Document:
_____

Le Tribunal
des conflits avait indiqué, au mois de mars dernier, qu’il appartenait à la
justice judiciaire et non à la justice administrative de dire si le contrat
nouvelles embauches (CNE) respectait le droit international.
Cette
décision ne préjugeait pas de la légalité du CNE au regard de la convention 158
de l’organisation internationale du travail (OIT), qui interdit de licencier
sans justification durant une période déraisonnable.
La
cour d’appel de Paris a repris le cours de l’instance et confirme, dans un
arrêt du 6 juillet, le jugement du Conseil de Prud’hommes de Longjumeau du 28
avril 2006 qui avait rendu un jugement de principe en estimant que le CNE était
contraire à la convention de l’OIT…
Créé
par Dominique de Villepin quand il était à Matignon, le CNE, institué par
l’ordonnance du 2 août 2005, est un contrat réservé aux entreprises n’employant
pas plus de 20 salariés. Ce contrat est soumis aux dispositions du Code du
travail, à l’exception, pendant les deux premières années, des articles
relatifs à la procédure et au motif de licenciement. Autrement dit, pendant
deux ans, l’employeur peut rompre le contrat sans avoir à justifier sa
décision.
Pour
les syndicats et de nombreux juristes, cette exclusion heurtait de plein fouet
la convention n° 158 de l’OIT, signée à Genève le 22 juin 1982 et entrée en
vigueur en France le 16 mars 1990, qui exige notamment, dans ses articles 4, 7,
8, 9 et 10, que l’employeur justifie « d’un motif valable de licenciement » et
que le salarié ait la possibilité de se défendre.
Une
secrétaire embauchée en CNE à Versailles, Linda, après deux CDD d’affilée, a
contesté la rupture de son contrat de travail et son licenciement en janvier
2006. Dans un premier temps, le conseil des prud’hommes de Longjumeau lui a
donné raison et a rendu un jugement de principe en estimant que le CNE était
contraire à la convention 158 de l’OIT. Son employeur et le parquet ont alors
fait appel et le dossier est remonté jusqu’au Tribunal des conflits, le
ministère du travail et de l’emploi soutenant envers et contre tout qu’il
relevait de la justice administrative et non de la justice classique
(judiciaire).

_____

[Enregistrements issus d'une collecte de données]
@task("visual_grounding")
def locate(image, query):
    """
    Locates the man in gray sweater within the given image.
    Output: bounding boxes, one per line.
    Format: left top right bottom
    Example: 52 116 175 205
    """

_____

Tâches à réaliser:
1. Répondez à ces questions sur le texte consacré au contrat nouvelles embauches.
(a) À quelles entreprises le CNE est-il réservé ?
(b) À quelle date la convention n° 158 de l'OIT est-elle entrée en vigueur en France ?
(c) Quel poste occupait Linda lorsqu'elle a été embauchée en CNE à Versailles ?
2. Rédigez la suite du texte sur le contrat nouvelles embauches, à partir de sa dernière phrase.
Les lignes ne servent à rien dans ce travail.

Réponses par tâche:
1.
(a) Aux entreprises n'employant pas plus de 20 salariés.
(b) Le 16 mars 1990.
(c) Secrétaire.

2.
À
titre préliminaire, les juges de la cour d’appel de Paris devaient déterminer
si lesdits articles étaient applicables directement en droit français et
pouvaient être invoqués devant les juridictions françaises. La cour a répondu
positivement en considérant que l’ordonnance de 2005 « ne satisfait pas à
l’exigence de conventionalité qu’il devait respecter à l’égard d’une norme
supérieure ».
Aux
termes de l’article 2 de la convention 158 de l’OIT, les exigences liées à un
motif et à une procédure de licenciement peuvent être écartées pour les «
travailleurs effectuant une période d’essai ou n’ayant pas la période
d’ancienneté requise, à condition que celle-ci soit fixée d’avance et qu’elle
soit raisonnable ».
Or,
l’ordonnance de 2005 ne donne aucune indication sur la nature du délai de deux
ans pendant lesquels l’employeur peut rompre le CNE sans motif ni procédure de
licenciement. À la différence du conseil des prud’hommes de Longjumeau
(Essonne), qui avait analysé cette période en une période d’essai, la cour
d’appel de Paris la qualifie de « période d’ancienneté ». Selon la Cour, cette
période «a pour seul objet d’ouvrir, à son terme, l’applicabilité de l’ensemble
du Code du travail au salarié ; [...] cet écoulement mécanique du temps
caractérise l’acquisition de l’ancienneté qui n’est pas soumise, comme une période
de formation qui peut être prolongée, à une appréciation subjective des
cocontractants ». Peu importe à cet égard, précise logiquement la Cour, la
perception que les usagers du CNE peuvent avoir de cette période.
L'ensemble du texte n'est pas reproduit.